>> start TEXT TO READ

Skip to content

Custom runner

The AWorld framework provides a flexible runtime infrastructure that enables developers to implement arbitrarily complex execution logic without modifying the core framework code. As the heart of the runtime, the Runner is also fully extensible—developers can create entirely custom task executors and engines to meet specific business requirements.

When to Implement a Custom Runner

  • ✅ You need a specialized execution flow (e.g., parallel execution, conditional branching, loops)
  • ✅ You require custom error handling and recovery mechanisms
  • ✅ You must integrate with a specific external system
  • ✅ You need performance optimization or fine-grained resource control
  • ✅ You want to implement a custom scheduling policy
  • ✅ You require fully customized output formatting or monitoring logic

When Not to Implement a Custom Runner

  • ❌ To modify post-processing logic → Use a Handler
  • ❌ To adjust parameters or inputs → Use Hooks or Callbacks
  • ❌ To change output format → Use an OutputProcessHook
  • ❌ To customize trajectory recording → Extend the TrajectoryStrategy

Creating a Custom Runner

For Agent Tasks

It is recommended to base your implementation on **TaskRunner**.

Inherit from TaskRunner

Override the necessary methods to define your custom execution behavior.

from aworld.runners.task_runner import TaskRunner
from aworld.core.task import Task, TaskResponse
from aworld.core.context.base import Context

class MyCustomRunner(TaskRunner):
    """Custom Runner"""

    def __init__(self, task: Task, *args, **kwargs):
        super().__init__(task, *args, **kwargs)
        # add custom init
        self.custom_state = {}

    async def pre_run(self):
        """prepare"""
        await super().pre_run()
        # custom logic
        logger.info("Custom runner preparing...")

    async def do_run(self, context: Context = None) -> TaskResponse:
        """core logic"""
        pass

    async def post_run(self):
        """clean"""
        await super().post_run()
        # custom logic
        logger.info("Custom runner cleaning up...")
Customize the core execution process
async def do_run(self, context: Context = None) -> TaskResponse:
    """Custom response,return TaskResponse."""
    observation = self.observation

    try:
        # 1. execution core logic
        result = await self._execute_custom_logic(observation)

        # 2. gen response
        response = TaskResponse(
            task_id=self.task.id,
            content=result,
            status="success"
        )

        return response

    except Exception as e:
        logger.error(f"Execution failed: {e}")
        return TaskResponse(
            task_id=self.task.id,
            content=str(e),
            status="failed"
        )

async def _execute_custom_logic(self, observation):
    """Custom logic"""
    pass

Other types of tasks

Inheriting Runner
class TreeSearchRunner(Runner):
    """Customization based on tree search runner."""

    def __init__(self, task: Task, *args, **kwargs):
        super().__init__(task, *args, **kwargs)
        self.max_depth = self.conf.get('max_depth', 3)
        self.max_breadth = self.conf.get('max_breadth', 3)
        self.search_tree = {}

Execution Core
async def do_run(self, context: Context = None) -> TaskResponse:
        """Perform tree search."""

>> end TEXT TO READ

WORK TO COMPLETE:
1. Reproduce the text on custom runners word for word, starting with "Customize the core" and going on through "result = await self._execute_custom_logic(observation)".
2. Pick up the text on custom runners after its final line and carry it further.
The lines that come next are separate material and are not part of the text on custom runners.

>> start EXTRACTED RECORDS

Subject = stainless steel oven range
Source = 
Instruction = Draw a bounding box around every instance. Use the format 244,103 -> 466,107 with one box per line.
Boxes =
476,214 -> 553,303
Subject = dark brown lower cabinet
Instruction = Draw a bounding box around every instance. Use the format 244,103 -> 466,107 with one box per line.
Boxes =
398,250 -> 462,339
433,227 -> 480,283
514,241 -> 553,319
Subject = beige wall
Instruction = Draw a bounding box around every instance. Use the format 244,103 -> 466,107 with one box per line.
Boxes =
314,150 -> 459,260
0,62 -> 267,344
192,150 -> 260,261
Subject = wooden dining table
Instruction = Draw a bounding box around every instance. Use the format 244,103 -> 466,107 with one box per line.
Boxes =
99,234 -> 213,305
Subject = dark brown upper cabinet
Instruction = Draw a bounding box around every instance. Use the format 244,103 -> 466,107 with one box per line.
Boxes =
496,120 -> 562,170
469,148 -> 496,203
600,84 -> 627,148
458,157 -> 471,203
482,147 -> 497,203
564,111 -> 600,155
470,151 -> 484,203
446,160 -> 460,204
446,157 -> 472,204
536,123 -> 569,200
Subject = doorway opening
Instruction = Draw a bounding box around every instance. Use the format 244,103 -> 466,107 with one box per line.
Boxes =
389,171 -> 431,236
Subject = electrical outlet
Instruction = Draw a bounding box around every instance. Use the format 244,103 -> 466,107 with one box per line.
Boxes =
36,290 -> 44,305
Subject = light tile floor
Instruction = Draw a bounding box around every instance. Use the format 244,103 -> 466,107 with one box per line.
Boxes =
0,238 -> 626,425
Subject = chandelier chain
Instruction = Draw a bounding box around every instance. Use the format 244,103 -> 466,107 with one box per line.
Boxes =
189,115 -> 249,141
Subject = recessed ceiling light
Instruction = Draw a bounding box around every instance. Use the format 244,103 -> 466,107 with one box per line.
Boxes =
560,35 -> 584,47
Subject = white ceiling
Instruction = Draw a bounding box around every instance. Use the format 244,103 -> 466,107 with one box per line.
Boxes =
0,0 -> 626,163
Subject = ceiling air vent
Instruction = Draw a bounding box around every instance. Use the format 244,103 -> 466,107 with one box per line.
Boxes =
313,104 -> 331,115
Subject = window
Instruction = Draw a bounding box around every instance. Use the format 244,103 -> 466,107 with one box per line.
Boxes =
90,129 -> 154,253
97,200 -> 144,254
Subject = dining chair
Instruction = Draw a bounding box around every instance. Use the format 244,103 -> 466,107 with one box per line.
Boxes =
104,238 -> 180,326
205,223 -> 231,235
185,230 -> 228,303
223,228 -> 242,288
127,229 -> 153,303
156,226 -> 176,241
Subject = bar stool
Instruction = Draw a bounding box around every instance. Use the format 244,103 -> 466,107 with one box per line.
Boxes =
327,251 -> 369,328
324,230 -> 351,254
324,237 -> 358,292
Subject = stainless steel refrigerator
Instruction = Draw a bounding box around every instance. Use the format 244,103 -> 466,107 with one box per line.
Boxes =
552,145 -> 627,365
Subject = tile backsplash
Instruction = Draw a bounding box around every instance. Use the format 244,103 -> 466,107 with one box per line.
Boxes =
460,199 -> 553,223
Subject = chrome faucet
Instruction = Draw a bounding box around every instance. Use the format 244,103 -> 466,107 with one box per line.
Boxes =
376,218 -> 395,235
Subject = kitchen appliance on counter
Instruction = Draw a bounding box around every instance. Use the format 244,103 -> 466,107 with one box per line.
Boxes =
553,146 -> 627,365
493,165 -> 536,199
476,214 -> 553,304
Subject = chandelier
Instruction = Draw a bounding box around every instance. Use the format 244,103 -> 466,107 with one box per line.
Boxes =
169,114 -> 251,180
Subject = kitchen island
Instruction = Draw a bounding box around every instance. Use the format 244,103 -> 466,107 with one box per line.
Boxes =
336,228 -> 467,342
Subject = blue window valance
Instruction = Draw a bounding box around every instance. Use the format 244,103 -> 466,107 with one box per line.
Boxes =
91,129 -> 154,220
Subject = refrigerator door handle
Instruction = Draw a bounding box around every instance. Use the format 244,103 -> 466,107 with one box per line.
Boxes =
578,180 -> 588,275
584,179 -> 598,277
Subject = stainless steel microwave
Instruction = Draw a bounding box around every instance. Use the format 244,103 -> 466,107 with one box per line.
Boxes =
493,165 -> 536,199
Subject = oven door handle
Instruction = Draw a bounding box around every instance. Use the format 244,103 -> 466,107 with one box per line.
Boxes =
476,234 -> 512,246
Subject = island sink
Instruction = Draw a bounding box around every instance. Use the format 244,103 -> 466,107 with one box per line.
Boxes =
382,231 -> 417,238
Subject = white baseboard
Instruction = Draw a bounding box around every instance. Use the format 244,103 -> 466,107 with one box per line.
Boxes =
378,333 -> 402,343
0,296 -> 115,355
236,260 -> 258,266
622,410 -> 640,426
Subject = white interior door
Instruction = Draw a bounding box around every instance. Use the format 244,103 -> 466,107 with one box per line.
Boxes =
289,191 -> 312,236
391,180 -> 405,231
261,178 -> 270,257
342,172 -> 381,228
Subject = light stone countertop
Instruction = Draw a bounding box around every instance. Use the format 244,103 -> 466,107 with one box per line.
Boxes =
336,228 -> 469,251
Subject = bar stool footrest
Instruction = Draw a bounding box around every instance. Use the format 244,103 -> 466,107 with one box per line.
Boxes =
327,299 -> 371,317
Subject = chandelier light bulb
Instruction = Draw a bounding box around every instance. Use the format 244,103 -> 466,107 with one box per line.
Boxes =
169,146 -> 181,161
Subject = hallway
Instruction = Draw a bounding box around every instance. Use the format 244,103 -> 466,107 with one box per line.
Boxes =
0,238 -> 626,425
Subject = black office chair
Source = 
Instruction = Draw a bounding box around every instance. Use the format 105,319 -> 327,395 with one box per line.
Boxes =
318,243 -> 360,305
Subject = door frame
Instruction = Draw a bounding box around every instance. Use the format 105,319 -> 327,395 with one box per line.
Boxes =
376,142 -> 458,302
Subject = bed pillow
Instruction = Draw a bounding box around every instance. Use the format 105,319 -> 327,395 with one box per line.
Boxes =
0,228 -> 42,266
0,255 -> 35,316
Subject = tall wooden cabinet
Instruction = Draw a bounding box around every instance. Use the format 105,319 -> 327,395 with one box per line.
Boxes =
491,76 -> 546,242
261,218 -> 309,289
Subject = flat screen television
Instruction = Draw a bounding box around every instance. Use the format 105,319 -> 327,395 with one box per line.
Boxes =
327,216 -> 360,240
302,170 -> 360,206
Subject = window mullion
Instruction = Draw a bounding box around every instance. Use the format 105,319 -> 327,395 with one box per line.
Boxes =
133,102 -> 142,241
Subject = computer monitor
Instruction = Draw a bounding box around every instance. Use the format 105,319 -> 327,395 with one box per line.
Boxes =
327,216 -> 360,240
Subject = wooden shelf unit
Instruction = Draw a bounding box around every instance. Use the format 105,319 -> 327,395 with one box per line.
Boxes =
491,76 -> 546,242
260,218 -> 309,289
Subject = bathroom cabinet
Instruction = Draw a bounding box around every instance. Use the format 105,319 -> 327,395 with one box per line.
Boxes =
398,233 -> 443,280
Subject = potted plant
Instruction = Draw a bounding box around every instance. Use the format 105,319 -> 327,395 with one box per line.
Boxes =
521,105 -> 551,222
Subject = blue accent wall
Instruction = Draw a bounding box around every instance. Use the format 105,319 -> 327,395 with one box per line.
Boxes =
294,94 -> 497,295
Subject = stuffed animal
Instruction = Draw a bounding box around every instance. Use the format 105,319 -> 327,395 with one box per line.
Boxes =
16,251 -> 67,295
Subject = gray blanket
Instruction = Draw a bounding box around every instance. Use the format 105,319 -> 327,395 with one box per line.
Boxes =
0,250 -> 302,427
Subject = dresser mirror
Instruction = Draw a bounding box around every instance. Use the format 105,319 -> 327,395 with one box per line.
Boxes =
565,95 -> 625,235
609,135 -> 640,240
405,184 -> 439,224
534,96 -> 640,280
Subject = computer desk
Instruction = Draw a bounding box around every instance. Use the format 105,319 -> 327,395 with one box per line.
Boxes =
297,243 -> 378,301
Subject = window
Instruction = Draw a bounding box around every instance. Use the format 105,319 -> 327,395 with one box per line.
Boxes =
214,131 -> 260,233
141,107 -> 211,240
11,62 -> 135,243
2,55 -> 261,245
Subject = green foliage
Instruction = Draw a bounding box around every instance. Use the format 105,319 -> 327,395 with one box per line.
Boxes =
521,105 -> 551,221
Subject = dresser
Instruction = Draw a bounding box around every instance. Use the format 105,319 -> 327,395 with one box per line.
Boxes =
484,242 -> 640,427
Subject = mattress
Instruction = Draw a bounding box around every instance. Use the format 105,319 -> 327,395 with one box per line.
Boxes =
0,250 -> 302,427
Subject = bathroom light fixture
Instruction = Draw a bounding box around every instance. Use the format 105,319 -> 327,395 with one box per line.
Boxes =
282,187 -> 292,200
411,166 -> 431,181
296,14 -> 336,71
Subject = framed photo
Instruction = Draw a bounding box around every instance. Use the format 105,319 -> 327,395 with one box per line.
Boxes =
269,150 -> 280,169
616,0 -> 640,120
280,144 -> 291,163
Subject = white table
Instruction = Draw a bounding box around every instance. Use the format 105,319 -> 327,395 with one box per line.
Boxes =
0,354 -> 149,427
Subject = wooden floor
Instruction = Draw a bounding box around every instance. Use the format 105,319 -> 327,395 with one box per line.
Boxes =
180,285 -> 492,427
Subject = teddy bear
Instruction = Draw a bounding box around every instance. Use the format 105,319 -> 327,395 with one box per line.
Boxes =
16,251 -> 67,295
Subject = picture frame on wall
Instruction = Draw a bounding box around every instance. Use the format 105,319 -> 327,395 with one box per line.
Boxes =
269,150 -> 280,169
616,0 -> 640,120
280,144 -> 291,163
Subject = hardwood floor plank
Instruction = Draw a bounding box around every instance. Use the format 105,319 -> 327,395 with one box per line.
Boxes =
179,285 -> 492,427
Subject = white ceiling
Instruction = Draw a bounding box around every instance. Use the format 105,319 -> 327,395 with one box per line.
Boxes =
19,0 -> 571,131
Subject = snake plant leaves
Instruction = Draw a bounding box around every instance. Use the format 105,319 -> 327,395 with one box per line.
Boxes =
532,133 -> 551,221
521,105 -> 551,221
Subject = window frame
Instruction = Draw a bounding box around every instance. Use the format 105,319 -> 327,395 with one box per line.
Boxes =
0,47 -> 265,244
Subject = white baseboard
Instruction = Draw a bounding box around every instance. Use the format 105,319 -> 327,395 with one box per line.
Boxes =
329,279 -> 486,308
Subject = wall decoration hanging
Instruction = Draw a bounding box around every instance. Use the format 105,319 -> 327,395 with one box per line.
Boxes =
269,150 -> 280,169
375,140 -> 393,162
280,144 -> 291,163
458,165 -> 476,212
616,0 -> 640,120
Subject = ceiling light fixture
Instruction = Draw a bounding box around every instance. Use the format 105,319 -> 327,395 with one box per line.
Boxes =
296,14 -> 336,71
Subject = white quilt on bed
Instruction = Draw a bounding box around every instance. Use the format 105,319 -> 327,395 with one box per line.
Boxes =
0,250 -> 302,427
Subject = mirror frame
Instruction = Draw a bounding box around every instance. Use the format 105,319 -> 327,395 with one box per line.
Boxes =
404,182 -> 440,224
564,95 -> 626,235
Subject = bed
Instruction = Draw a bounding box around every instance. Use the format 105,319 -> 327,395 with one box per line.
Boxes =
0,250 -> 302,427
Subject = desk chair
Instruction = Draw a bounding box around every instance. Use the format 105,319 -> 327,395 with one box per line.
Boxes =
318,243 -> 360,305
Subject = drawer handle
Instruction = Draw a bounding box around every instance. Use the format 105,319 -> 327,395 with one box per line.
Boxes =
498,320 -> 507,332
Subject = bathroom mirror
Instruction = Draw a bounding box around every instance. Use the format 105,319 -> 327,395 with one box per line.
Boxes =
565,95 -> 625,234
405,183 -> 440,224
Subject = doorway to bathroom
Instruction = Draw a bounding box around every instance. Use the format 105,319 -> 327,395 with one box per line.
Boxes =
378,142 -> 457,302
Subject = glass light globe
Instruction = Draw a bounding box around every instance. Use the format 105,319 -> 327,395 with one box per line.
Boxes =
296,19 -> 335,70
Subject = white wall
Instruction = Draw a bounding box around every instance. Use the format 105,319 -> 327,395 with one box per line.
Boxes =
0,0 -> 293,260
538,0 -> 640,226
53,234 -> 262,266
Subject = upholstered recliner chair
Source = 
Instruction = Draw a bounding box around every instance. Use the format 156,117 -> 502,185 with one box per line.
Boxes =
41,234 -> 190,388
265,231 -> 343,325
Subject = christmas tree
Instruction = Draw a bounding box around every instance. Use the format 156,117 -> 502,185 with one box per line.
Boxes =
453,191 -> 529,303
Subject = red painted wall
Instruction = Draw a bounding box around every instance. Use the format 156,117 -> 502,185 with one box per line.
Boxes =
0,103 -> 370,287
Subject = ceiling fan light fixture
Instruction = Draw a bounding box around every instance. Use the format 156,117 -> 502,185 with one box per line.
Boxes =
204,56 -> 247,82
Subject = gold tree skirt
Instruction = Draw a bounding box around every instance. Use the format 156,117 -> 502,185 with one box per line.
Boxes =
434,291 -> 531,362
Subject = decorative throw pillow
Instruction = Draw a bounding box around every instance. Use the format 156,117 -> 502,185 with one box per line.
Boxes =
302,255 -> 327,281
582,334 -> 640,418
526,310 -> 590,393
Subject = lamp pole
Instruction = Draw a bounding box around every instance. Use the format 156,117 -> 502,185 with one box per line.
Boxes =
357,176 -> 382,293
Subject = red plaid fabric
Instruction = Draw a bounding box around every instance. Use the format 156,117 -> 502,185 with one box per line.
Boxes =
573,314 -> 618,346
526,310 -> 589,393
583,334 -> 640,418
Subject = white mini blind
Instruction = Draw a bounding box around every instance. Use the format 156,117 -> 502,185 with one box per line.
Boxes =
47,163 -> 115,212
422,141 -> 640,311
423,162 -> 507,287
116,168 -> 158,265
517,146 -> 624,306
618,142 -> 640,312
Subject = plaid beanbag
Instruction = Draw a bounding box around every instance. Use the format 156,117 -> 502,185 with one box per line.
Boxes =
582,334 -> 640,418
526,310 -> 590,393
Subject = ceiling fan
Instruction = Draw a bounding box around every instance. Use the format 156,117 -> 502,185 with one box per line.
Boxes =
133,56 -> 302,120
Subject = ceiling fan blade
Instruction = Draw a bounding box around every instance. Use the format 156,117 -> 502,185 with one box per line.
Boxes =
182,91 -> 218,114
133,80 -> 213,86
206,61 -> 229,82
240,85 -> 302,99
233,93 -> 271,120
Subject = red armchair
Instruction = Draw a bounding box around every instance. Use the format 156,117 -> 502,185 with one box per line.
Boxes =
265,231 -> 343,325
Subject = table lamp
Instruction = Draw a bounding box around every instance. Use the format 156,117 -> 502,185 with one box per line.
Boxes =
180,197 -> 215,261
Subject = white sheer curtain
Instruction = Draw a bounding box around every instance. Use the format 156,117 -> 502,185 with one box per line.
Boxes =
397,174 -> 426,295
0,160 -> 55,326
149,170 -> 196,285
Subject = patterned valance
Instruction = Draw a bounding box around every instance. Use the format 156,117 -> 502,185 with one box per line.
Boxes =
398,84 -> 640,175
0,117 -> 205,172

>> end EXTRACTED RECORDS

SOLVED PROBLEMS:
1.
Customize the core execution process
async def do_run(self, context: Context = None) -> TaskResponse:
    """Custom response,return TaskResponse."""
    observation = self.observation

    try:
        # 1. execution core logic
        result = await self._execute_custom_logic(observation)

2.
        observation = self.observation

        # depth search first
        best_result = await self._dfs(observation, depth=0)

        return TaskResponse(
            task_id=self.task.id,
            content=best_result,
            status="success"
        )

    async def _dfs(self, state, depth):
        """depth search first"""
        if depth >= self.max_depth:
            return state

        agent = self.swarm.ordered_agents[0]
        # get action
        actions = await self._get_possible_actions(agent, state)

        # Exploring the max-breadth actions before exploration
        best_result = state
        best_score = self._evaluate(state)

        for action in actions[:self.max_breadth]:
            # execute action
            next_state = await self._execute_action(action, state)

            # Recursively searching 
            result = await self._dfs(next_state, depth + 1)

            # Evaluate result
            score = self._evaluate(result)
            if score > best_score:
                best_score = score
                best_result = result

        return best_result

    async def _get_possible_actions(self, agent, state):
        """Obtain possible actions."""
        obs = Observation(content=str(state))
        output = await agent.run(obs)
        return output.get('actions', [])

    async def _execute_action(self, action, state):
        """Execute action."""
        tool = self.tools.get(action['tool'])
        result = await tool.step(action['args'])
        return result.get('next_state', state)

    def _evaluate(self, state):
        """Evaluate the status."""
        # custom evaluate process
        return len(str(state))

Best Practices

Suggestion: Clear division of responsibilities

modular design

class WellDesignedRunner(TaskRunner):
    """Clear processes and modules"""

    async def do_run(self, context):
        # Only handle the main process
        return await self._main_execution(context)

    async def _main_execution(self, context):
        """main logic"""
        observation = ...

        # 1. pre process
        processed_obs = await self._preprocess(observation)

        # 2. execute main logic
        for step in range(self.max_steps):
            output = await self._execute_step(processed_obs, step)
            results.append(output)

            if self._should_stop(output):
                break

            # 3. update observation
            processed_obs = self._update_observation(processed_obs, output)

        # 4. post process
        final_result = await self._postprocess(results)
        ...

    async def _execute_step(self, obs, step):
        pass

    def _should_stop(self, output):
        pass

    def _update_observation(self, ob, output):
        pass

    async def _preprocess(self):
        pass

    async def _postprocess(self):
        pass

Not recommended: a single method is too large

Severe coupling, difficult to measure individually

class PoorlyDesignedRunner(TaskRunner):
    async def do_run(self, context):
        # All logic is executed inside
        # ... Hundreds of lines of code ...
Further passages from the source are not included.